==== DATA SECTION ====
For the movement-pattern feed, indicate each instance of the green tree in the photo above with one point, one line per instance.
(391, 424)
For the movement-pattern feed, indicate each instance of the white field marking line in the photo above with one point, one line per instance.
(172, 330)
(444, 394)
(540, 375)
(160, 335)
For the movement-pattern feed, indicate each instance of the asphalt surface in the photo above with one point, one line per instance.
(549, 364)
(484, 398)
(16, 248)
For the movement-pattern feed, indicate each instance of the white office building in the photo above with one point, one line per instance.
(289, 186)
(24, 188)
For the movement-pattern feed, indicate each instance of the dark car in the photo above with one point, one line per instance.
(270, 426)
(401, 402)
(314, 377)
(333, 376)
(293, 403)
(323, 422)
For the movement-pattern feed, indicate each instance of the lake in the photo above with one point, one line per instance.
====
INSTRUCTIONS TO FOLLOW: Rewrite all the data above as a numbered list with one line per item, and leave out any blank lines.

THE RESPONSE:
1. For the movement-pattern feed, indicate each instance of the green tree in the photo above with one point, one line per instance.
2. (391, 424)
3. For the movement-pattern feed, indicate each instance of the white field marking line in the photo above with one point, one line per instance.
4. (172, 330)
5. (444, 394)
6. (540, 375)
7. (160, 335)
8. For the movement-pattern feed, indicate each instance of the asphalt surface in the photo above with one point, one line per instance.
9. (549, 364)
10. (484, 398)
11. (16, 248)
12. For the movement-pattern feed, indicate each instance of the white office building in the photo above with one point, one line per instance.
13. (289, 186)
14. (24, 188)
15. For the movement-pattern feed, indicate each instance of the dark car in the photo above with one point, one line per instance.
16. (270, 426)
17. (401, 402)
18. (314, 377)
19. (333, 376)
20. (293, 403)
21. (323, 422)
22. For the movement-pattern feed, indicate each instance of the lake in the photo above with one point, one line per instance.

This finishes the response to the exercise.